Testo di partenza —
Il Parlamento del Regno d'Italia/Pietro Paleocapa
Questo testo è stato riletto e controllato. |
◄ | Enrico Falconcini | Lorenzo Sforza Cesarini | ► |
senatore.
Ultimo discendente d’antica greca famiglia che abbandonò Candia allorchè nel 1669 se ne impadronirono i Turchi. Pietro Paleocapa nacque in Bergamo, ove suo padre Mario esercitava a quell’epoca ufficio di cancelliere della repubblica.
Studiò per tre anni legge all’università di Padova; poi congiunte al regno d’Italia le provincie Venete entrò nella scuola militare di Modena. Uscì da questa prima della sua promozione, fu nominato tenente del corpo del genio, ed ebbe incarico di dirigere lavori che si eseguirono allora nella fortezza di Osopo.
Nel 1813 il Paleocapa fece tutta la campagna col secondo corpo della grande armata alla cui testa trovavasi il generale Bertrand. Caduto in poter del nemico dopo la sconfitta di Futterberk, veniva condotto in prigionia, allorchè gli riuscì di sfuggire dalle mani de’ suoi custodi; rientrato in Italia nel momento in cui i destini del regno erano per soggiacere, andò a Peschiera, ove fu incaricato dei lavori di difesa del forte avvanzato di Mandella.
Caduto il gran colosso napoleonico, sciolto dagli Austriaci l’esercito d’Italia, il Paleocapa fu uno dei sei ufficiali, cui venne offerto servizio nel corpo imperiale del genio; ma avendo egli rifiutato accettare l’esibito grado, e abbandonata la militare carriera, ebbe dopo due anni impiego in Venezia nel corpo degli ingegneri di acque e strade.
Chiamato a Milano nel 1820 in qualità di membro del collegio degli ingegneri della giunta del censimento, nel 1825 venne mandato in missione a Vienna presso la commissione aulica del censo per discutere questioni insorte circa al sistema da seguirsi nell’attuare le stime censuarie.
Nel tempo in cui il Paleocapa adempiva a questa missione, nel 1827 veniva incaricato di visitare la ferrovia di Budweis in Boemia, ferrovia che una società stava a proprie spese costruendo; dietro accurato esame consigliò egli la società medesima di rinunciare ad attivare lo stabilito tronco da Leopoldschlag a Mauthausen, consiglio che fu adottato, venendo pure adottata la proposta del Paleocapa che progettava invece la linea da Leopoldschlag a Lintz.
Tornato il nostro protagonista a Milano nel 1828, e vedendo che la giunta del censo persisteva nel seguire un sistema di operazioni di stima, che avea già fatto inutilmente perdere molti anni e che a suo avviso molti di più ne avrebbe fatto perdere ancora in lavori lenti, confusi ed in gran parte superflui, onde sembravagli non potersi sperare il compimento dell’opera, se non dopo più che altri vent’anni, domandò ed ottenne di rientrare nel servizio delle acque e strade, e fu nominato nel 1829 ingegnere in capo a Venezia.

Materiale estratto —

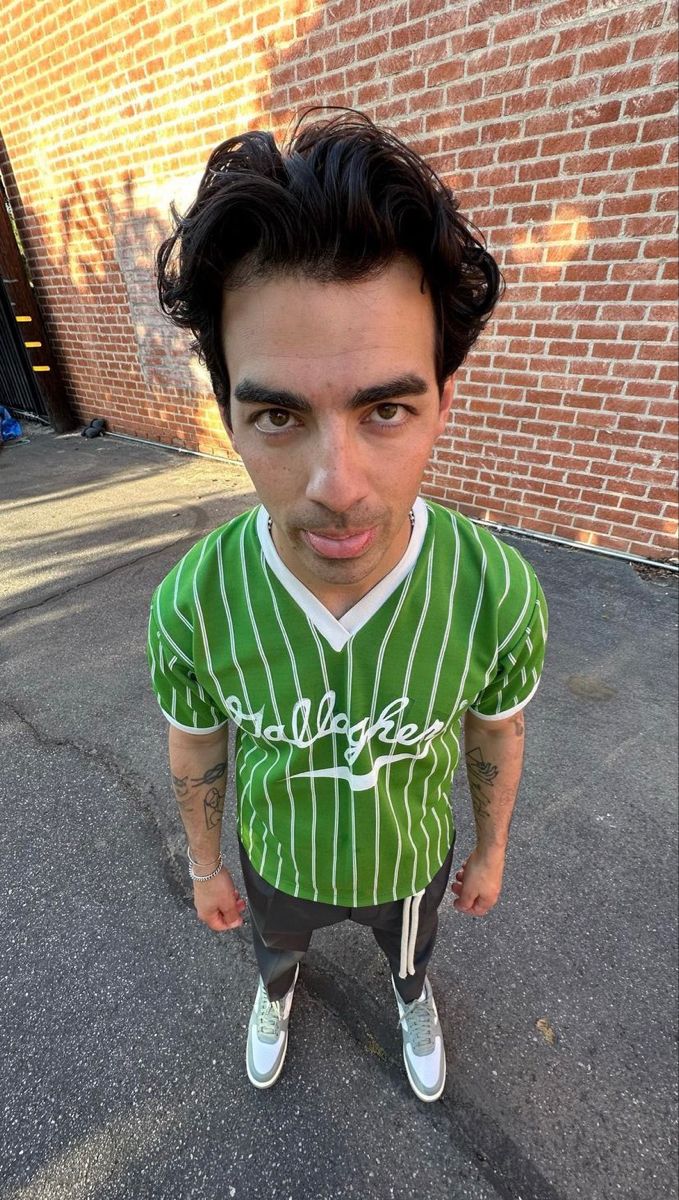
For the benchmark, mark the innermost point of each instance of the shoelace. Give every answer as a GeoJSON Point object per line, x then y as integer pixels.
{"type": "Point", "coordinates": [269, 1017]}
{"type": "Point", "coordinates": [420, 1023]}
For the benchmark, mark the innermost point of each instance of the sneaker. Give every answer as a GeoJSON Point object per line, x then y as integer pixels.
{"type": "Point", "coordinates": [268, 1036]}
{"type": "Point", "coordinates": [424, 1051]}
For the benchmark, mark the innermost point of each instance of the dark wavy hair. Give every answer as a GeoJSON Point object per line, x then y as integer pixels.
{"type": "Point", "coordinates": [338, 202]}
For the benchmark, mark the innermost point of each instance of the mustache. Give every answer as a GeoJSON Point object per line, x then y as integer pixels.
{"type": "Point", "coordinates": [338, 525]}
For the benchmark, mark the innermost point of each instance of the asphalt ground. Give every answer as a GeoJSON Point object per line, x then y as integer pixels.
{"type": "Point", "coordinates": [122, 1020]}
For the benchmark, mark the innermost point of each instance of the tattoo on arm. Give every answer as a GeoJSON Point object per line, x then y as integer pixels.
{"type": "Point", "coordinates": [214, 805]}
{"type": "Point", "coordinates": [211, 774]}
{"type": "Point", "coordinates": [481, 775]}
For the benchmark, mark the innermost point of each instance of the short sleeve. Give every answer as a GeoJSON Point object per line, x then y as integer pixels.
{"type": "Point", "coordinates": [173, 677]}
{"type": "Point", "coordinates": [520, 665]}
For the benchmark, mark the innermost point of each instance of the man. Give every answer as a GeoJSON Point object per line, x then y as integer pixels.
{"type": "Point", "coordinates": [346, 627]}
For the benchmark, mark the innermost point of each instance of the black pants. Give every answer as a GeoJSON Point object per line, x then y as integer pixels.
{"type": "Point", "coordinates": [282, 927]}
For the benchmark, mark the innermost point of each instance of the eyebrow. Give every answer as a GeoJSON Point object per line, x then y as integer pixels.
{"type": "Point", "coordinates": [250, 391]}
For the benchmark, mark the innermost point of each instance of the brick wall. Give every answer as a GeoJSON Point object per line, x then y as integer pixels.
{"type": "Point", "coordinates": [556, 125]}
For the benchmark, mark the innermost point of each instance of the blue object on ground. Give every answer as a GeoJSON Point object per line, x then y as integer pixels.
{"type": "Point", "coordinates": [8, 426]}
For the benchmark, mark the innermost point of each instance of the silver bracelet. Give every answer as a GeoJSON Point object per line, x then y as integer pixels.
{"type": "Point", "coordinates": [203, 879]}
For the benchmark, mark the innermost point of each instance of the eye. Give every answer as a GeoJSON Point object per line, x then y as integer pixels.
{"type": "Point", "coordinates": [389, 414]}
{"type": "Point", "coordinates": [274, 420]}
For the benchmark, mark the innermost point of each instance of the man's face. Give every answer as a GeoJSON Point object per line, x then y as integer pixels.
{"type": "Point", "coordinates": [337, 471]}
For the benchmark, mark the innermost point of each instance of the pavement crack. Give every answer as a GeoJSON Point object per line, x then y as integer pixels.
{"type": "Point", "coordinates": [490, 1149]}
{"type": "Point", "coordinates": [140, 793]}
{"type": "Point", "coordinates": [94, 579]}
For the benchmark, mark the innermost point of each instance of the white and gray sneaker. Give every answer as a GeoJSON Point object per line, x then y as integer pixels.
{"type": "Point", "coordinates": [268, 1036]}
{"type": "Point", "coordinates": [424, 1051]}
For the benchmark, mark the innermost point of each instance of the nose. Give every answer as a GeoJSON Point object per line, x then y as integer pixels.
{"type": "Point", "coordinates": [336, 478]}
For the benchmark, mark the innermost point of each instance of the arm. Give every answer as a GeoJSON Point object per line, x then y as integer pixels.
{"type": "Point", "coordinates": [198, 765]}
{"type": "Point", "coordinates": [494, 759]}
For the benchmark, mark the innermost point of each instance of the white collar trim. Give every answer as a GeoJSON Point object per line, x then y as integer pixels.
{"type": "Point", "coordinates": [338, 631]}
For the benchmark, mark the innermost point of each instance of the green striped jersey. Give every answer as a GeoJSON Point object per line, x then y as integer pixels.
{"type": "Point", "coordinates": [347, 731]}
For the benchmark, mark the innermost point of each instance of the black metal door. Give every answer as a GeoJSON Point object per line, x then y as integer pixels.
{"type": "Point", "coordinates": [18, 388]}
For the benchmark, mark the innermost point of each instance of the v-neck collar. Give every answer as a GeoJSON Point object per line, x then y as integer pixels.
{"type": "Point", "coordinates": [337, 631]}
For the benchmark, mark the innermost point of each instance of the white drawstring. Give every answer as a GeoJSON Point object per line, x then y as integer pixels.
{"type": "Point", "coordinates": [409, 927]}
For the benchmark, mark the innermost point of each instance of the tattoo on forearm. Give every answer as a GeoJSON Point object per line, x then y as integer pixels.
{"type": "Point", "coordinates": [214, 804]}
{"type": "Point", "coordinates": [211, 774]}
{"type": "Point", "coordinates": [481, 775]}
{"type": "Point", "coordinates": [478, 769]}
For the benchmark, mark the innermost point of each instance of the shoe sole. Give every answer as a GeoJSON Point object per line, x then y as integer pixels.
{"type": "Point", "coordinates": [427, 1097]}
{"type": "Point", "coordinates": [269, 1083]}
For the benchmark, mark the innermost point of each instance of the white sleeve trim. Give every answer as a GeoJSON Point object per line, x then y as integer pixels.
{"type": "Point", "coordinates": [191, 729]}
{"type": "Point", "coordinates": [508, 712]}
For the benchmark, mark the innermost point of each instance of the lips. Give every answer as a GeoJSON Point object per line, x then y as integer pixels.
{"type": "Point", "coordinates": [340, 545]}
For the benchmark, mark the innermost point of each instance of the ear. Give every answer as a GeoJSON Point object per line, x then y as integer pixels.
{"type": "Point", "coordinates": [445, 405]}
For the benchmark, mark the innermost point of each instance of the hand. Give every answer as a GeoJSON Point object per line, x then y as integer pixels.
{"type": "Point", "coordinates": [218, 903]}
{"type": "Point", "coordinates": [479, 882]}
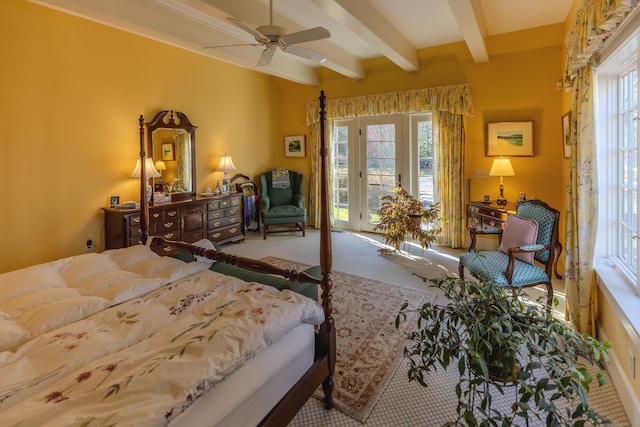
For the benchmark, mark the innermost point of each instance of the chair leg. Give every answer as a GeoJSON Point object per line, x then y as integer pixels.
{"type": "Point", "coordinates": [549, 295]}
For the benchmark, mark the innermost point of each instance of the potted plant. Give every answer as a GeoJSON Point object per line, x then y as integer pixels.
{"type": "Point", "coordinates": [402, 216]}
{"type": "Point", "coordinates": [497, 340]}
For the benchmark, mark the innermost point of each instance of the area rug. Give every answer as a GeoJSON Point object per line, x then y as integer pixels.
{"type": "Point", "coordinates": [369, 347]}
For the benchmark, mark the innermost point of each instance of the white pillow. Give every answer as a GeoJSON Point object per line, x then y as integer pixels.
{"type": "Point", "coordinates": [157, 267]}
{"type": "Point", "coordinates": [61, 313]}
{"type": "Point", "coordinates": [103, 281]}
{"type": "Point", "coordinates": [131, 289]}
{"type": "Point", "coordinates": [11, 335]}
{"type": "Point", "coordinates": [21, 305]}
{"type": "Point", "coordinates": [207, 244]}
{"type": "Point", "coordinates": [182, 271]}
{"type": "Point", "coordinates": [126, 257]}
{"type": "Point", "coordinates": [88, 265]}
{"type": "Point", "coordinates": [17, 283]}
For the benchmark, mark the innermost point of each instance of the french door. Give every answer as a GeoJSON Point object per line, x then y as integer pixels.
{"type": "Point", "coordinates": [367, 162]}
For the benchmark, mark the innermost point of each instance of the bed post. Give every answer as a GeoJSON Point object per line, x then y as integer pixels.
{"type": "Point", "coordinates": [144, 206]}
{"type": "Point", "coordinates": [327, 329]}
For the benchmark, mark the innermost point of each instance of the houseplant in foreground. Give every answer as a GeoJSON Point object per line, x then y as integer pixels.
{"type": "Point", "coordinates": [402, 216]}
{"type": "Point", "coordinates": [497, 340]}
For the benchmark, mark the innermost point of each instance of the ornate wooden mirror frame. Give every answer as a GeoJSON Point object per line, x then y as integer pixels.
{"type": "Point", "coordinates": [171, 138]}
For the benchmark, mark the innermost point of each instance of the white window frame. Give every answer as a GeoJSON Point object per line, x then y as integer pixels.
{"type": "Point", "coordinates": [609, 124]}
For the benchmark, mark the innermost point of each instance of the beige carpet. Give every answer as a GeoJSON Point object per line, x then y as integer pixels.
{"type": "Point", "coordinates": [369, 347]}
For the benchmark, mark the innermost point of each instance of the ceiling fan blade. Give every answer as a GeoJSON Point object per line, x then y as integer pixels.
{"type": "Point", "coordinates": [266, 57]}
{"type": "Point", "coordinates": [317, 33]}
{"type": "Point", "coordinates": [302, 52]}
{"type": "Point", "coordinates": [231, 45]}
{"type": "Point", "coordinates": [258, 36]}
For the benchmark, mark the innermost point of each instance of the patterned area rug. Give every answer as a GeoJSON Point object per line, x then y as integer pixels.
{"type": "Point", "coordinates": [369, 347]}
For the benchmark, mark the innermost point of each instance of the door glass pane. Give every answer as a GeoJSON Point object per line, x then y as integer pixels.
{"type": "Point", "coordinates": [340, 173]}
{"type": "Point", "coordinates": [381, 166]}
{"type": "Point", "coordinates": [425, 162]}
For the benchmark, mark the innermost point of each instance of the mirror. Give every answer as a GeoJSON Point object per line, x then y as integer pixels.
{"type": "Point", "coordinates": [172, 141]}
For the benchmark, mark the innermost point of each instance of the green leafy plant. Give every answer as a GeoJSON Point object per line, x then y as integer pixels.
{"type": "Point", "coordinates": [496, 340]}
{"type": "Point", "coordinates": [404, 217]}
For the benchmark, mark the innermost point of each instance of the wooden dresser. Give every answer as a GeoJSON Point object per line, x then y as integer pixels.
{"type": "Point", "coordinates": [489, 215]}
{"type": "Point", "coordinates": [218, 219]}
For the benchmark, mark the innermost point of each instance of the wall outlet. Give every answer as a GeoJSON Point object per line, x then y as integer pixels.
{"type": "Point", "coordinates": [480, 173]}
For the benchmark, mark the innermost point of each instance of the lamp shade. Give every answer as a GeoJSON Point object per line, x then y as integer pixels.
{"type": "Point", "coordinates": [501, 167]}
{"type": "Point", "coordinates": [160, 166]}
{"type": "Point", "coordinates": [226, 164]}
{"type": "Point", "coordinates": [150, 171]}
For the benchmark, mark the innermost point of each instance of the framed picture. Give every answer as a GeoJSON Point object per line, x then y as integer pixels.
{"type": "Point", "coordinates": [566, 135]}
{"type": "Point", "coordinates": [294, 146]}
{"type": "Point", "coordinates": [168, 151]}
{"type": "Point", "coordinates": [511, 139]}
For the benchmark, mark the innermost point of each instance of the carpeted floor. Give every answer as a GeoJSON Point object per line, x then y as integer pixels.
{"type": "Point", "coordinates": [369, 347]}
{"type": "Point", "coordinates": [401, 403]}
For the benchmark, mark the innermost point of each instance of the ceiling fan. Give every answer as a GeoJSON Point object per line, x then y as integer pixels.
{"type": "Point", "coordinates": [273, 37]}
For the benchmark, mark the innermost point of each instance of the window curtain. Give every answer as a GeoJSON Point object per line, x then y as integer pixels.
{"type": "Point", "coordinates": [450, 104]}
{"type": "Point", "coordinates": [594, 22]}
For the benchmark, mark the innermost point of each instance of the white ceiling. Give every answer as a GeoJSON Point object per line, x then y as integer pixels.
{"type": "Point", "coordinates": [360, 29]}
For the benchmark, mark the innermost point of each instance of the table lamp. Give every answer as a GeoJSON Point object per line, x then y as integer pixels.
{"type": "Point", "coordinates": [150, 173]}
{"type": "Point", "coordinates": [225, 165]}
{"type": "Point", "coordinates": [501, 167]}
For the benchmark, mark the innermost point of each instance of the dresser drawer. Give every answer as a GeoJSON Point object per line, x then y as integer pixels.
{"type": "Point", "coordinates": [225, 233]}
{"type": "Point", "coordinates": [223, 222]}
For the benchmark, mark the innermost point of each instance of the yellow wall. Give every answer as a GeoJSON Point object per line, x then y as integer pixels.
{"type": "Point", "coordinates": [73, 91]}
{"type": "Point", "coordinates": [514, 85]}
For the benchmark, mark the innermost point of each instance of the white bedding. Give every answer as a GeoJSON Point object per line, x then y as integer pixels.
{"type": "Point", "coordinates": [129, 338]}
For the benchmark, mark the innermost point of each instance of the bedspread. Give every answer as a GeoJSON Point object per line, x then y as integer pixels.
{"type": "Point", "coordinates": [146, 360]}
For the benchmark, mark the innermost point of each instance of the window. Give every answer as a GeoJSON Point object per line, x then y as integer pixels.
{"type": "Point", "coordinates": [617, 139]}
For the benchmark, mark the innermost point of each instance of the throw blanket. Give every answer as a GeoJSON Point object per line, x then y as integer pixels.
{"type": "Point", "coordinates": [143, 362]}
{"type": "Point", "coordinates": [280, 178]}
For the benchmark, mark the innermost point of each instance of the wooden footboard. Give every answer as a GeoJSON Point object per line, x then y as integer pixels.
{"type": "Point", "coordinates": [321, 372]}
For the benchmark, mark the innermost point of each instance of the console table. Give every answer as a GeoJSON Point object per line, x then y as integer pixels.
{"type": "Point", "coordinates": [218, 219]}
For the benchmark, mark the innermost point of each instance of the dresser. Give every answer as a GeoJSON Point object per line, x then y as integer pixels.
{"type": "Point", "coordinates": [218, 219]}
{"type": "Point", "coordinates": [489, 215]}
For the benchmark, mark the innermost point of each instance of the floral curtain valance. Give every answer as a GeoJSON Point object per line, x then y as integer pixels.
{"type": "Point", "coordinates": [594, 22]}
{"type": "Point", "coordinates": [454, 99]}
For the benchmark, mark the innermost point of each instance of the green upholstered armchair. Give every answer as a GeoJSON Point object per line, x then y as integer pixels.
{"type": "Point", "coordinates": [529, 250]}
{"type": "Point", "coordinates": [282, 204]}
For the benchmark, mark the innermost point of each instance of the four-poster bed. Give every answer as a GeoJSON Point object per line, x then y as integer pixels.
{"type": "Point", "coordinates": [139, 339]}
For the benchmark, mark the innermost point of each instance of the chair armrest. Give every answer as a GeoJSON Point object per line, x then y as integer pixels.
{"type": "Point", "coordinates": [265, 203]}
{"type": "Point", "coordinates": [518, 250]}
{"type": "Point", "coordinates": [473, 232]}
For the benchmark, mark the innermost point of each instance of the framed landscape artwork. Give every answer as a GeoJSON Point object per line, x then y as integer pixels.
{"type": "Point", "coordinates": [511, 139]}
{"type": "Point", "coordinates": [294, 146]}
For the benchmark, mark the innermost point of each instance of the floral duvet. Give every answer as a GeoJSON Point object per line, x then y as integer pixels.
{"type": "Point", "coordinates": [128, 338]}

Elenco dei compiti —
[A] Secondo la biografia di Pietro Paleocapa, in quale anno fu nominato ingegnere in capo a Venezia?
[B] Prosegui la biografia di Pietro Paleocapa a partire dalla sua ultima frase.
Le righe non hanno alcun ruolo in questo esercizio.

Soluzioni —
[A] Nel 1829.

[B]
Ispettore idraulico nel 1833, nel 1840 fu direttore generale delle pubbliche costruzioni.
In queste differenti importantissime cariche il Paleocapa non ebbe soltanto occasione di dar saggio del suo sapere, e della profonda sua abilità, ma gli fu pôrto campo eziandio di spiegare molta energia. Riuscì di fatti a metter fine a questioni che duravano da più di un secolo sulla regolazione di Brenta e Bacchiglione, facendo adottare un piano, che ebbe l’approvazione del celebre toscano conte Fossombroni, dal Paleocapa, per ordine del governo, consultato in Firenze. Ideò, fece approvare, ed eseguì un progetto di lavori per la sistemazione dell’Adige, coordinandolo alla bonificazione di vastissimi territorî paludosi, e specialmente delle così delle Valli Veronesi, richiamò in vita l’abbandonalo piano pel miglioramento del porto di Malamocco, e riformatolo, lo fece adottare, e con felicissimo successo mettere in eseguimento.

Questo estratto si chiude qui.